REP. NYDIA VELÁZQUEZ: But here is the most chilling part. The people behind these posts are responsible for the well-being of the most vulnerable among us—children, pregnant women, families. They are enduring desperate conditions. And these posts suggest they are literally in the hands of people who engage in vile, racist online behavior.
AMY GOODMAN: Well, for more, we go to Berkeley, California, where we’re joined by A.C. Thompson. He’s the man who broke the story, the ProPublica reporter who covers Border Patrol and policing on the southern border, as well as hate crimes and racial extremism. His new piece is headlined “Inside the Secret Border Patrol Facebook Group Where Agents Joke About Migrant Deaths and Post Sexist Memes.”
A.C., welcome back to Democracy Now! Why don’t you take us on the journey of, first, how you were alerted to this group, that has, what, more than 9,500 participants?
A.C. THOMPSON: You know, I think what’s important to note is that there are people within the Border Patrol and the broader CBP agency who don’t like what’s going on there. They say, “Look, the culture has gotten toxic. It has gotten dangerous.” And there are people that were in that Facebook group who said, “I want to alert the media about this. What’s going on is absolutely unconscionable.”
Interestingly, about 7,000 people have left the group since we first did our reporting. And I think that says something, that people realize this is not a group they want to be associated with, and what was happening there was absolutely incorrect.

(Stored records)
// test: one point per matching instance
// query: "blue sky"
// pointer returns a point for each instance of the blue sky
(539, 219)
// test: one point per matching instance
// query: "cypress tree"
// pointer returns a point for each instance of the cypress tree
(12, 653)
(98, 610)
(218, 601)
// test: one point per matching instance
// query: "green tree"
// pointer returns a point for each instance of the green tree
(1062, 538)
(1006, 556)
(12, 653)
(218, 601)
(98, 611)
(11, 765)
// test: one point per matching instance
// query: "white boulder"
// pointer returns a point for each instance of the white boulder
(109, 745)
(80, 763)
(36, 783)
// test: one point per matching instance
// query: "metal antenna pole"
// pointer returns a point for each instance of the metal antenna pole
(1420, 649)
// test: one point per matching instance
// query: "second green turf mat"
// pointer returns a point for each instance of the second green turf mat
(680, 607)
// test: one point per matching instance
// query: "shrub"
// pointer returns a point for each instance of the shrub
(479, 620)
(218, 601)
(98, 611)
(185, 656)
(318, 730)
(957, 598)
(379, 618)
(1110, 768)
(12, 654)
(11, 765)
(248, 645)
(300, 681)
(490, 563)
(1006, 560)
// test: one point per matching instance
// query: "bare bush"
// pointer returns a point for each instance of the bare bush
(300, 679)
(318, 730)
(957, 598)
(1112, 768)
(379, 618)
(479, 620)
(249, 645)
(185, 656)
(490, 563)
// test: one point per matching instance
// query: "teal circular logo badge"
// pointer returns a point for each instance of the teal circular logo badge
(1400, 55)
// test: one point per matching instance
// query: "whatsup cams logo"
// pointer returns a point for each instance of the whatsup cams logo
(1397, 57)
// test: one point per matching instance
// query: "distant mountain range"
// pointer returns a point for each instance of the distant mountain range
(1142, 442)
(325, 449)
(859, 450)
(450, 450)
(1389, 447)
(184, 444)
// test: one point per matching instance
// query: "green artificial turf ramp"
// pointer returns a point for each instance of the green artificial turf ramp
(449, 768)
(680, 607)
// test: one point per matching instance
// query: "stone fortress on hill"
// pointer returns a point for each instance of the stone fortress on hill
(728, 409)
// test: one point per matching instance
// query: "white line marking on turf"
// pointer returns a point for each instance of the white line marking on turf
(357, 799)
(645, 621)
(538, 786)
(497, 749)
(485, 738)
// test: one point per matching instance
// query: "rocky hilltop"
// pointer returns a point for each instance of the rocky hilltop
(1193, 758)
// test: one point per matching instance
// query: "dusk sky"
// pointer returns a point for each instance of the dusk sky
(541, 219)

- _EXPLORE THE MATERIAL_:
**A)** In the text about the Border Patrol Facebook group, write out the passage starting with "REP. NYDIA VELÁZQUEZ: But" and going on through "racist online behavior.", substituting "disturbing" for "chilling".
**B)** According to the text about the Border Patrol Facebook group, about how many people have left the group since the reporting first came out?

- _RESPONSES TO THE TASKS_:
**A)**
REP. NYDIA VELÁZQUEZ: But here is the most disturbing part. The people behind these posts are responsible for the well-being of the most vulnerable among us—children, pregnant women, families. They are enduring desperate conditions. And these posts suggest they are literally in the hands of people who engage in vile, racist online behavior.

**B)** About 7,000 people.